### DIRECTION
Starting at the line that contains "Question. Provide the position of each instance of the black" and stopping after the line that contains "x=186 y=242", write out the rows again, leaving the requests and their sample coordinates unchanged. Add 62 to every x and y coordinate in the answers.

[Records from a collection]
··········
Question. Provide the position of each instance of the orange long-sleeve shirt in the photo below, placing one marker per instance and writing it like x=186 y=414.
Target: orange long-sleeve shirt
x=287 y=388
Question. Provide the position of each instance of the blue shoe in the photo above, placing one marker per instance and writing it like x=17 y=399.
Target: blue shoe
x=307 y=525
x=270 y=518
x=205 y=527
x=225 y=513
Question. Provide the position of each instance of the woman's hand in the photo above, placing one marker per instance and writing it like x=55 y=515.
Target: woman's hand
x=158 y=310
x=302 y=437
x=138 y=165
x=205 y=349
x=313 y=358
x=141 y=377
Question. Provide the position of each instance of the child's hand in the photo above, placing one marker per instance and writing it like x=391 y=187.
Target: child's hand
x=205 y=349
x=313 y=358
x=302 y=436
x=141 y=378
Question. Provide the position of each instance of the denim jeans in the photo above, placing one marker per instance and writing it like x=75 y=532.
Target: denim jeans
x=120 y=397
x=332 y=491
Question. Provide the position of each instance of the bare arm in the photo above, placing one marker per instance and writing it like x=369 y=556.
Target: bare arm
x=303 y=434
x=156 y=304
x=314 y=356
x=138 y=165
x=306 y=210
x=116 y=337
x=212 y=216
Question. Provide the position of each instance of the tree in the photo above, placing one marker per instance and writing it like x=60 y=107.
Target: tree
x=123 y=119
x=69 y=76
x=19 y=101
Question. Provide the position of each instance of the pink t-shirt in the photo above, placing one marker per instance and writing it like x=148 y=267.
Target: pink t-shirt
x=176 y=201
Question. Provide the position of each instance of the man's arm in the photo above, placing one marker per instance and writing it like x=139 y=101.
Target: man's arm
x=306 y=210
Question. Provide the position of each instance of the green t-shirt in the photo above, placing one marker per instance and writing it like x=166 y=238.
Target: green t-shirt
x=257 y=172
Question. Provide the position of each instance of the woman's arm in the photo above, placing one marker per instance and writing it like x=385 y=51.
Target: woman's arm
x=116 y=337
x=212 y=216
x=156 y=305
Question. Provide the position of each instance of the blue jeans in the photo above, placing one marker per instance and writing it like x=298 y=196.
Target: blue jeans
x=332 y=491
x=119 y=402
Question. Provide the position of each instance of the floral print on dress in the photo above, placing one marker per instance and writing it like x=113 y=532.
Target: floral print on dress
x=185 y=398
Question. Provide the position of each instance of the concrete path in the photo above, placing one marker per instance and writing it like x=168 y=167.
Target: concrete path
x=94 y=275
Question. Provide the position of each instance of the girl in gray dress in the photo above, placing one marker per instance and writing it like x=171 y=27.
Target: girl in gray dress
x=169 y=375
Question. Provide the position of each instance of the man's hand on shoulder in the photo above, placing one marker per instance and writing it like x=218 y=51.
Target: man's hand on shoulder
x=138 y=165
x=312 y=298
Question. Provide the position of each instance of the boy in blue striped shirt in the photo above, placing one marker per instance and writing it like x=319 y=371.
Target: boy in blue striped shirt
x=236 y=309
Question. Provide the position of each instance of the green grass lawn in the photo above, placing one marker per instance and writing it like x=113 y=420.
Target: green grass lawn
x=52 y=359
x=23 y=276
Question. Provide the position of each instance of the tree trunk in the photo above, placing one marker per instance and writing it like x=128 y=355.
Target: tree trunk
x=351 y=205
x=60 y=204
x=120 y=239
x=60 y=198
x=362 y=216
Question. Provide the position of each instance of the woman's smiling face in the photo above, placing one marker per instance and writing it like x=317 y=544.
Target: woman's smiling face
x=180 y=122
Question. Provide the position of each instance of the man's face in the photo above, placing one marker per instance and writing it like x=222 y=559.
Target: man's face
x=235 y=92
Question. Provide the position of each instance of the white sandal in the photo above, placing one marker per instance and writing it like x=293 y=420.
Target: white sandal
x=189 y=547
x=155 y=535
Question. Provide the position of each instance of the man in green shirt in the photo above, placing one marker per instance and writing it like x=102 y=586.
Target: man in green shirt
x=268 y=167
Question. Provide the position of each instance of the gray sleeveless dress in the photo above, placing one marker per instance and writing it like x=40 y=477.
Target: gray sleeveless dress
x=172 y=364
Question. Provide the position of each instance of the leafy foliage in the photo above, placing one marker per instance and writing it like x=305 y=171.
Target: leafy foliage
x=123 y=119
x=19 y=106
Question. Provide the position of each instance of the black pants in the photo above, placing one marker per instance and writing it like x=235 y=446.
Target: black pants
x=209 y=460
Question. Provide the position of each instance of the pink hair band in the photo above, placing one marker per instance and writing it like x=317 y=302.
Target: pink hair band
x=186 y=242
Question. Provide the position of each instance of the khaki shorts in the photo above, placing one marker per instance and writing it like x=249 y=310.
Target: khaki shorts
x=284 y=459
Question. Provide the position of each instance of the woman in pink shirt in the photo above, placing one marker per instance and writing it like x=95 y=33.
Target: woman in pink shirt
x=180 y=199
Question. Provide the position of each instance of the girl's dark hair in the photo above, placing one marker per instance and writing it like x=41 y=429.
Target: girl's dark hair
··········
### EXERCISE ANSWER
Question. Provide the position of each instance of the black pants in the photo above, placing one marker per instance and writing it like x=235 y=446.
Target: black pants
x=271 y=522
Question. Provide the position of each instance of the pink hair band in the photo above, placing one marker per instance and writing it like x=317 y=302.
Target: pink hair band
x=248 y=304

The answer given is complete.